** Data supplied follows **
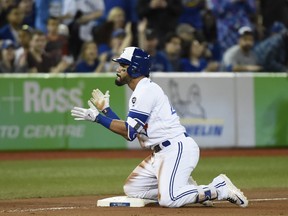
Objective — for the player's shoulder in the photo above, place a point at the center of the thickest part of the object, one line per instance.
(148, 88)
(152, 87)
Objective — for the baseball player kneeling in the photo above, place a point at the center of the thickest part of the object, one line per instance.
(165, 174)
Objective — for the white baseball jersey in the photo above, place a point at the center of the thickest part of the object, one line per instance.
(151, 106)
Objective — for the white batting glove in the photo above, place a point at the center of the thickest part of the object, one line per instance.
(100, 100)
(81, 114)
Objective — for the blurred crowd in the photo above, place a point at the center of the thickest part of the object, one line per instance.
(56, 36)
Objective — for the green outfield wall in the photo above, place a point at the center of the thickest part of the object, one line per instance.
(271, 110)
(218, 110)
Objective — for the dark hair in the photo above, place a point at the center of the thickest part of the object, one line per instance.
(38, 32)
(27, 28)
(170, 36)
(53, 18)
(10, 9)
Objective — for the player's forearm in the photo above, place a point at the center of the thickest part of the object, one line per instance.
(119, 127)
(108, 112)
(115, 125)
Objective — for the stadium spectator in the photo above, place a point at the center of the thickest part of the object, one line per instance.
(187, 34)
(7, 58)
(273, 11)
(192, 13)
(4, 7)
(162, 15)
(57, 44)
(28, 9)
(272, 53)
(10, 30)
(196, 62)
(25, 35)
(240, 57)
(172, 51)
(230, 16)
(119, 40)
(89, 61)
(85, 15)
(38, 61)
(129, 7)
(45, 9)
(148, 41)
(102, 33)
(210, 35)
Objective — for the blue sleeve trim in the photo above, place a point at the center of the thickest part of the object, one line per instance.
(103, 120)
(108, 112)
(141, 117)
(131, 132)
(140, 112)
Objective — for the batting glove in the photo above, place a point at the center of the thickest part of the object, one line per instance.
** End of Data supplied **
## Task details
Please return every record above exactly, but leave out the pictures.

## Written solution
Objective — for the player's shoulder in the photo above, place a point at the center of the thickest part of the object, one line per instance.
(148, 88)
(152, 87)
Objective — for the baseball player kneeling in the photo above, place a point at the center of the thickest part of the object, one line per instance.
(165, 174)
Objective — for the white baseball jersey in the photo above, place a point at the center of the thickest part of the object, one line per instance.
(151, 106)
Objective — for the white batting glove in the photo above, place a point at the center of the thickest part of the object, one line per instance.
(100, 100)
(81, 114)
Objective — for the blurred crowd in the photo above, place a point at the center of the thickest part of the object, one line per instance.
(56, 36)
Objective — for the green outfield wall in the photo above, place a point at the center of the thickest part of the object, one line per instance.
(271, 110)
(218, 110)
Objective — for the dark hair in the photo above, place a point at the center of the thickest part of the object, one line per instance.
(38, 32)
(27, 28)
(170, 36)
(53, 18)
(10, 9)
Objective — for the player's forearm in the photo above, place a point at the center of the thickest part of the object, one line per instance.
(119, 127)
(108, 112)
(115, 125)
Objective — for the stadium spectator in the photo above, place a point at the center of the thickest part of the object, one line per instance.
(187, 34)
(7, 58)
(273, 11)
(192, 13)
(4, 7)
(162, 15)
(57, 44)
(28, 9)
(272, 53)
(10, 30)
(196, 62)
(25, 35)
(240, 57)
(172, 51)
(230, 16)
(119, 40)
(89, 61)
(85, 15)
(38, 61)
(129, 7)
(45, 9)
(148, 41)
(102, 33)
(210, 35)
Objective — for the blue sleeve trim in the photo above, place a point at the center of the thickest part of the object, one line per instance.
(103, 120)
(108, 112)
(141, 117)
(131, 132)
(140, 112)
Objective — for the batting glove in the photo above, place a point at the center of the thickest part of the object, one line per instance.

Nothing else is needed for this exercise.